▶ _Task instructions_
Locate the line that contains "Where can the player's hand". Print it and every subsequent line through the final line of the records, exactly and only those.

A block of data:
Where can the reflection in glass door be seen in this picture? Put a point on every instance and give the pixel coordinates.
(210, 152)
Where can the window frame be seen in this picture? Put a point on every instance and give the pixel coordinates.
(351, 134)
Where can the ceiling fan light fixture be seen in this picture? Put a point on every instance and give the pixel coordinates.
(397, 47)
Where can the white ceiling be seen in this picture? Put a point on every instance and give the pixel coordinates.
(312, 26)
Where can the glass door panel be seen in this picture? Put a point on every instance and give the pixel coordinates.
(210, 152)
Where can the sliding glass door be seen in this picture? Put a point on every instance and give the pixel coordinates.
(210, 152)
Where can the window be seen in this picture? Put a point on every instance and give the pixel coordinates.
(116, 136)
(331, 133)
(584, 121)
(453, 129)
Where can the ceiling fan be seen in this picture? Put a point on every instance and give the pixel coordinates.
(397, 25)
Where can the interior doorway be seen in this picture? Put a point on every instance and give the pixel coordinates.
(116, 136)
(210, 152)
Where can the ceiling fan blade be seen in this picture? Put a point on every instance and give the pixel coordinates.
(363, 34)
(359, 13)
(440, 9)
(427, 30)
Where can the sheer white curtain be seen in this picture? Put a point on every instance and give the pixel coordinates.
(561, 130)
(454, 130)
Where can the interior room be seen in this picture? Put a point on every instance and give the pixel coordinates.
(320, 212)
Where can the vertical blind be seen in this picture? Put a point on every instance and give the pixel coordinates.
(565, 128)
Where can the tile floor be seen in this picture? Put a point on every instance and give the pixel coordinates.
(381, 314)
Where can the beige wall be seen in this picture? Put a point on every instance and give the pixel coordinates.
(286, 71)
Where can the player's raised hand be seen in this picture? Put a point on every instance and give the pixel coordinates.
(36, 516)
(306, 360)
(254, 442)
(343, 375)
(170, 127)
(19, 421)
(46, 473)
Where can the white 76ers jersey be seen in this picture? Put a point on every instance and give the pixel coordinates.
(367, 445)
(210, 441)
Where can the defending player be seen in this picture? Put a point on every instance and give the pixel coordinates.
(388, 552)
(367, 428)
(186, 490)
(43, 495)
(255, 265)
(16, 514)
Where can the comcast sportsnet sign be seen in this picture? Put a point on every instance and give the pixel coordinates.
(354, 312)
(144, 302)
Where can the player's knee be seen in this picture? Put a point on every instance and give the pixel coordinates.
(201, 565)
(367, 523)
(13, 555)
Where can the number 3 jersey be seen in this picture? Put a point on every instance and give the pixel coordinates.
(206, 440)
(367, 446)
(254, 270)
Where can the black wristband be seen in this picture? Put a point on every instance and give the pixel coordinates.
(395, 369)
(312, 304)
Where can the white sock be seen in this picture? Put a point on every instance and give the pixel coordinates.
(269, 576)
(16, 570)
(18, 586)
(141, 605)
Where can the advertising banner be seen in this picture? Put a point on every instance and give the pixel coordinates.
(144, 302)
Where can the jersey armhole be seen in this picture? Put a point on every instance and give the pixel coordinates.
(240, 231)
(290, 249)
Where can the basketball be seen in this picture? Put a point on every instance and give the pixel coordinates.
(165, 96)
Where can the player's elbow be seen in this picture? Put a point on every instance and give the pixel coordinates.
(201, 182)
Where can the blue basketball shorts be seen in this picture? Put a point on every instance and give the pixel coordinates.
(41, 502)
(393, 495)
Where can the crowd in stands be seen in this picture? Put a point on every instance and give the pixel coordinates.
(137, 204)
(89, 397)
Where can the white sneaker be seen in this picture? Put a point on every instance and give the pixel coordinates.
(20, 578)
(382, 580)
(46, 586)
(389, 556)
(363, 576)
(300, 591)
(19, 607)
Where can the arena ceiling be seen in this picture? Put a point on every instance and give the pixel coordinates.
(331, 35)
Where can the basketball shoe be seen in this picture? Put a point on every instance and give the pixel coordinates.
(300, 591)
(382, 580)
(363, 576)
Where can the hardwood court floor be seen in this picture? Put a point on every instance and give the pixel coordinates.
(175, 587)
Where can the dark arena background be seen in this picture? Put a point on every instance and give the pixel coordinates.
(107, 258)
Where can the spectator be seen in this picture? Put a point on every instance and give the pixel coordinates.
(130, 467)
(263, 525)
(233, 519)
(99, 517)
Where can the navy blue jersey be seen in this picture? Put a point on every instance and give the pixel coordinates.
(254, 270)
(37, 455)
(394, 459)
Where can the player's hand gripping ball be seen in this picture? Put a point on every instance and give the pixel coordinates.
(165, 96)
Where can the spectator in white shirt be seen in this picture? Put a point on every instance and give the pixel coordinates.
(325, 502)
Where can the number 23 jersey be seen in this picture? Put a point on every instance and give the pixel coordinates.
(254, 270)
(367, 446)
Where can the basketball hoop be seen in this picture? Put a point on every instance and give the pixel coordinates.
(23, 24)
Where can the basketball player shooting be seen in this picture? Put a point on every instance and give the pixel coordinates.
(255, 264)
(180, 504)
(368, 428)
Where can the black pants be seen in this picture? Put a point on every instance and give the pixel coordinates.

▶ _Exercise result_
Where can the player's hand gripping ball be seen in this picture? Put a point on every instance and give the pixel coordinates.
(165, 96)
Where can the spectator in white shirt be seen in this picture? Put a point on every instance and give the pixel coordinates.
(325, 502)
Where can the number 23 jersey be seen in this picture? Put a point on every instance and give the pixel coordinates.
(254, 270)
(367, 446)
Where can the basketball hoop be seen in this picture? Put a point on every instance and give the pixel coordinates.
(23, 24)
Where can the basketball player shooting be seen in this picture? Put a point on every instance and give the pixel coordinates.
(255, 264)
(180, 504)
(368, 428)
Where can the black pants be seen in this picture? Put a point on every instance and give the pixel coordinates.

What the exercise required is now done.